The Bible says the best investment you can make is in your own business. I spend my money on realestate and can look at my investments every day I drive by. The big boys can wipe out our 401ks when they get together and decide to drive the market down so I stay away from them. NO 401K HERE.


----------



## oldvet (Jun 29, 2010)

Nope no way!


----------



## BillS (May 30, 2011)

I think we're going to see the collapse this year. Greece is about to go bankrupt. Other countries will follow. Banks around the world will be wiped out. The Federal Reserve will step in and create as much money as necessary to prop everything up. We'll see the death of the dollar and the end of the dollar as the world's reserve currency. 

I also think we're going to see World War 3. Iran is developing nuclear weapons. They've already threatened the US and Israel with annihilation. We could wake up and find out that Washington DC has been nuked. Iran is allied with Russia and China. Iran has threatened to take out the Saudi oil facilities in case of war. It could get pretty ugly in just the next few months.


----------



## BillS (May 30, 2011)

sailaway said:


> *The Bible says the best investment you can make is in your own business*.


That's a new one on me. I just finished reading the Bible for the second time in two years. You can make the case that the Bible teaches diversification when it comes to investments:

(Eccl 11:2 NIV) Give portions to seven, yes to eight, for you do not know what disaster may come upon the land.


----------



## Claymore5150 (Nov 17, 2011)

We do invest in Roth 401k because the company I work for matches to a certain percentage. 
It'd be kinda crazy NOT to if your company matches a percentage of the investment. I think it boils down to about $15/wk that I personally put in, they match it, so I invest $30 a week when it's all said and done.

Investments ARE somewhat risky sometimes. Mine did NOT perform worth a FLIP in 2011...essentially it lost money. I'm in a high risk, global economy fund, big risk can reward big returns OR losses. It's very volatile, but I knew that going into it.

I consider it prepping for the "best case" scenario, which is, we prepare for whatever may come our way....best case is nothing at all and life goes on as normal. 

That's just the way I look at it. We save in other ways, as well. Not good to keep all the eggs in one basket.


----------



## sailaway (Mar 12, 2009)

BillS said:


> That's a new one on me. I just finished reading the Bible for the second time in two years. You can make the case that the Bible teaches diversification when it comes to investments:
> 
> (Eccl 11:2 NIV) Give portions to seven, yes to eight, for you do not know what disaster may come upon the land.


I've read the good book thru 7 or 8 times but am not a thumper, can't recite verses. It is referencing not only your money, but also your time. I do enjoy tithing, been doing it most of my life except when married, x said charity began at home. gave every thing xtra to crack head son and lazy daughter.  They didn't appreciate any of it. Economically we went down the toilet. Now that we've split I started tithing again not on my net income, but on my gross because I enjoy gross rewards. Boy are the floodgates of heaven opening on me again. I will not get involved in religious debate here but do enjoy what the good Lord does for me!


----------



## Tweto (Nov 26, 2011)

Back to the main point of the thread.

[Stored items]
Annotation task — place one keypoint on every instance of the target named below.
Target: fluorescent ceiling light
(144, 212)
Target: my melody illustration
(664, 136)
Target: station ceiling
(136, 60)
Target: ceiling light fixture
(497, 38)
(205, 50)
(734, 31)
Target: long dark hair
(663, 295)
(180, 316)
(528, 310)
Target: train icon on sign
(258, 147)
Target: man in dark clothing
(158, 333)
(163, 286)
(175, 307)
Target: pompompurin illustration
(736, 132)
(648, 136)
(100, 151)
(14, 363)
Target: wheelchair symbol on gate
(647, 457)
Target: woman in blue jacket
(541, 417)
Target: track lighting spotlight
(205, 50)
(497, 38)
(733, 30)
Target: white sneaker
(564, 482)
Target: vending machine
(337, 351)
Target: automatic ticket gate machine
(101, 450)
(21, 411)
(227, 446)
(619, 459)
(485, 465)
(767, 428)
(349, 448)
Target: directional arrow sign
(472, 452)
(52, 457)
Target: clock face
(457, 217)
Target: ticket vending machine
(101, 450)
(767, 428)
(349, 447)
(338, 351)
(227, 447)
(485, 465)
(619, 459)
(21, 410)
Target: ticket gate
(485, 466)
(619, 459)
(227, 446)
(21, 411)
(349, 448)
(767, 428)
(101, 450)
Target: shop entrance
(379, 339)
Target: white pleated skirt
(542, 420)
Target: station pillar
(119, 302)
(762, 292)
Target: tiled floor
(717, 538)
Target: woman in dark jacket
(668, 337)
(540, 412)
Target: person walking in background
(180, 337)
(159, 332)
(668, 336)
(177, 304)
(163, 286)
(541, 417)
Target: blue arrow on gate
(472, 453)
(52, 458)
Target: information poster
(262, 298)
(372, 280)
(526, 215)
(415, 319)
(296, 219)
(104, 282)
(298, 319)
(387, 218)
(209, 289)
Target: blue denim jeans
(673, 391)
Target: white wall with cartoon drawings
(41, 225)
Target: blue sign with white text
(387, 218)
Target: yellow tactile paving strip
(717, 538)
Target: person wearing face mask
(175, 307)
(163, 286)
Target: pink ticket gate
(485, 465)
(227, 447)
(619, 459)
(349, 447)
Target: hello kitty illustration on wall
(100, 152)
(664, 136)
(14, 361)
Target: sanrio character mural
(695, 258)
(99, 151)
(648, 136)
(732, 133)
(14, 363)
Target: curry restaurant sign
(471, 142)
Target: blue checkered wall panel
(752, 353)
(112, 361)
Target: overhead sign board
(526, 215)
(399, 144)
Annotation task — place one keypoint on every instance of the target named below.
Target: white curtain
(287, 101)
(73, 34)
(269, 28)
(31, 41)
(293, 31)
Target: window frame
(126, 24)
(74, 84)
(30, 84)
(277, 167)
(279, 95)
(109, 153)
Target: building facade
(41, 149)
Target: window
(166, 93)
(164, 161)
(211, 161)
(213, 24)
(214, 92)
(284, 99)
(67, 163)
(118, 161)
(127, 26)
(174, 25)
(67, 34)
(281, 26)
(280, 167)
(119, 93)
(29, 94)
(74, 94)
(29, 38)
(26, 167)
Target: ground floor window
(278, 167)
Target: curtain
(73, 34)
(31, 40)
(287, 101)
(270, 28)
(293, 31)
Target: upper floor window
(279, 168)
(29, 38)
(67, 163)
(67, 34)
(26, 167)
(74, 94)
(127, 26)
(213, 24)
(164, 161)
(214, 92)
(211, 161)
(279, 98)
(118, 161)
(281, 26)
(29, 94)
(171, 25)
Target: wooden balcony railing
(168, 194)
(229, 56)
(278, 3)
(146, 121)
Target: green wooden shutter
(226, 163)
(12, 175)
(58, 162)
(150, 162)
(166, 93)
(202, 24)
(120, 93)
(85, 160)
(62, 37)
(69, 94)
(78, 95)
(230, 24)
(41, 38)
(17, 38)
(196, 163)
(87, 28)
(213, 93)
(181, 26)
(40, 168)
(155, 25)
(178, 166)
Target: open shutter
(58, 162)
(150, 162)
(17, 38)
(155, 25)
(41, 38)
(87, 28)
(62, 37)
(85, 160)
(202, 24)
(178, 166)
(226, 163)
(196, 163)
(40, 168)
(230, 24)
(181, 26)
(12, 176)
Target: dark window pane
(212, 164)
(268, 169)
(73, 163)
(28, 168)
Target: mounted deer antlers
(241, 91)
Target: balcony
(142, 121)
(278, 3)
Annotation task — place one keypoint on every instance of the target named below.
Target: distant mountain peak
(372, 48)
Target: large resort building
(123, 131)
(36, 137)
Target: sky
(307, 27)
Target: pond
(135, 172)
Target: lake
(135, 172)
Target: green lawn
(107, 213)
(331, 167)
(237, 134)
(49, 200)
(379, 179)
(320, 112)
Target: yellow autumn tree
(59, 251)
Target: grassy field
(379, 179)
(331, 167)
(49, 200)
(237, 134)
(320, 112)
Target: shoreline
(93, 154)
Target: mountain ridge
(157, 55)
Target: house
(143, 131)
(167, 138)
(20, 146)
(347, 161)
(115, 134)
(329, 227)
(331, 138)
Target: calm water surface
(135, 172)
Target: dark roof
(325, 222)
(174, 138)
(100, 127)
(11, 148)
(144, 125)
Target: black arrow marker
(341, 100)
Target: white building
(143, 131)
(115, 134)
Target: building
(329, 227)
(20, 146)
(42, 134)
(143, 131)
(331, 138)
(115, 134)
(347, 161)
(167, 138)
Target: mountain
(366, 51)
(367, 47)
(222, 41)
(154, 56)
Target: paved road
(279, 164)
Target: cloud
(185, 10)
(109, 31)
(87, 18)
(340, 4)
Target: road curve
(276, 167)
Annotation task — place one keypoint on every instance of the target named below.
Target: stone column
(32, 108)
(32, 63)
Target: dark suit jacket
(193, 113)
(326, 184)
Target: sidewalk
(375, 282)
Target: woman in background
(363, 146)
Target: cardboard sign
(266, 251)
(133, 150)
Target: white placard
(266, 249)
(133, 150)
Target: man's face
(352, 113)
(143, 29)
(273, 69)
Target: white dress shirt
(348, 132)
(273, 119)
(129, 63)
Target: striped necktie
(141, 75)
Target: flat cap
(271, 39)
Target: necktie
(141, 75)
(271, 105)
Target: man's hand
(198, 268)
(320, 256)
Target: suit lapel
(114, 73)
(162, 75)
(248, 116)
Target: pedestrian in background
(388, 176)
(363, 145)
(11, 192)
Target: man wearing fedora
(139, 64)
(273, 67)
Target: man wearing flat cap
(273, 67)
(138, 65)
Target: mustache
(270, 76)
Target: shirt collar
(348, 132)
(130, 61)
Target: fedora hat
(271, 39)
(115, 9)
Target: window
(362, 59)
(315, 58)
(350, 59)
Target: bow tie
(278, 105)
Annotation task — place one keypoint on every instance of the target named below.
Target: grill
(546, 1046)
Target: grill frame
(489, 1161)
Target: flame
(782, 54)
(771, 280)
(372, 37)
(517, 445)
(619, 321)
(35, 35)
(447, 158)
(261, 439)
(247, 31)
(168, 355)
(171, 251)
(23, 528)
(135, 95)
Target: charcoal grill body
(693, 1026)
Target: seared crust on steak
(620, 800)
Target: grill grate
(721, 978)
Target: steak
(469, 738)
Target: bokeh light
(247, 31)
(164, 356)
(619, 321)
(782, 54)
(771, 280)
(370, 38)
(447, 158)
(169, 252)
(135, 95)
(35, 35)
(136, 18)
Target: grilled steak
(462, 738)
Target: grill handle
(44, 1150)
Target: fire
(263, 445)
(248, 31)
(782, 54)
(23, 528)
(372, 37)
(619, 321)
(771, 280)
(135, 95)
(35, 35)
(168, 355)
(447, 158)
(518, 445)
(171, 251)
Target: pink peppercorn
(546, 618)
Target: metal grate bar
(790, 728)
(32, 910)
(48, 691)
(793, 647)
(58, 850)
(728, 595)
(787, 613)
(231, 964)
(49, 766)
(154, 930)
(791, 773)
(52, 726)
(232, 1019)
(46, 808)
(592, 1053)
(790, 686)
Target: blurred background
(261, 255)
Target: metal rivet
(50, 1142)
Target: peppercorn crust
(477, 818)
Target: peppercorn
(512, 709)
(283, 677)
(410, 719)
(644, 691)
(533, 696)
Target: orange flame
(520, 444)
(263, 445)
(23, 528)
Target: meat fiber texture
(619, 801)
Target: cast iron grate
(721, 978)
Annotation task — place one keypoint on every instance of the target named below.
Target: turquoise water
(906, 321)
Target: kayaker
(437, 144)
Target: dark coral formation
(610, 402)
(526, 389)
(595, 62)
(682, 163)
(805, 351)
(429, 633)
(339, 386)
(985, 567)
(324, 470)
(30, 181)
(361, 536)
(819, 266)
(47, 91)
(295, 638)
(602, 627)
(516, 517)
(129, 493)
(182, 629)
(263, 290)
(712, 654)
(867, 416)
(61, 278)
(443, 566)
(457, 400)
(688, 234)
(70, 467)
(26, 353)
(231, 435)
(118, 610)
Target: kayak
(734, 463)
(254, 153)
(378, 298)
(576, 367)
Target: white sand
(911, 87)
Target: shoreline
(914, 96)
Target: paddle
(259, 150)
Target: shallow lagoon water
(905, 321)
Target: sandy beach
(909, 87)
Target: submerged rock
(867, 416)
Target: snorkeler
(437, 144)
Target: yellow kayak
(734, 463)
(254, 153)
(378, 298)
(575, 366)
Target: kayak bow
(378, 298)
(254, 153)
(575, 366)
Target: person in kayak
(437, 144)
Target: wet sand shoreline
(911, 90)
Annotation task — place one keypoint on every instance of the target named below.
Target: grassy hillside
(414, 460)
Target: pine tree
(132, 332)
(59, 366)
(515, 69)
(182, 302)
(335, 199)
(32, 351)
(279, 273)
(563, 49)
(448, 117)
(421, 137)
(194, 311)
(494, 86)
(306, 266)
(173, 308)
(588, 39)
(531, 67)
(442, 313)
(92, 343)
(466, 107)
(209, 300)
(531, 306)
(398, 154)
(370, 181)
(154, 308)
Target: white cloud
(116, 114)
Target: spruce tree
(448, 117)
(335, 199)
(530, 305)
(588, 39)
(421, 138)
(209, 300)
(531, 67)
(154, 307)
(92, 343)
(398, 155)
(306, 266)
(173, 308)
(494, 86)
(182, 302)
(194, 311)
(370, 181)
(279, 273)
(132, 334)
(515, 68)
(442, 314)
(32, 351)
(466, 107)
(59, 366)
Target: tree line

### Objective
Summarize the forum thread in three sentences.

### Solution for this task
The thread opens with sailaway rejecting 401ks in favor of real estate, on the grounds that big players can drive the market down, while BillS predicts a financial collapse and possibly World War 3 and argues that the Bible can be read as teaching diversification. Claymore5150 invests in a Roth 401k because the employer matches a percentage, even though the fund essentially lost money in 2011, and also saves in other ways. Replying to BillS, sailaway describes tithing for most of a lifetime, now on gross rather than net income.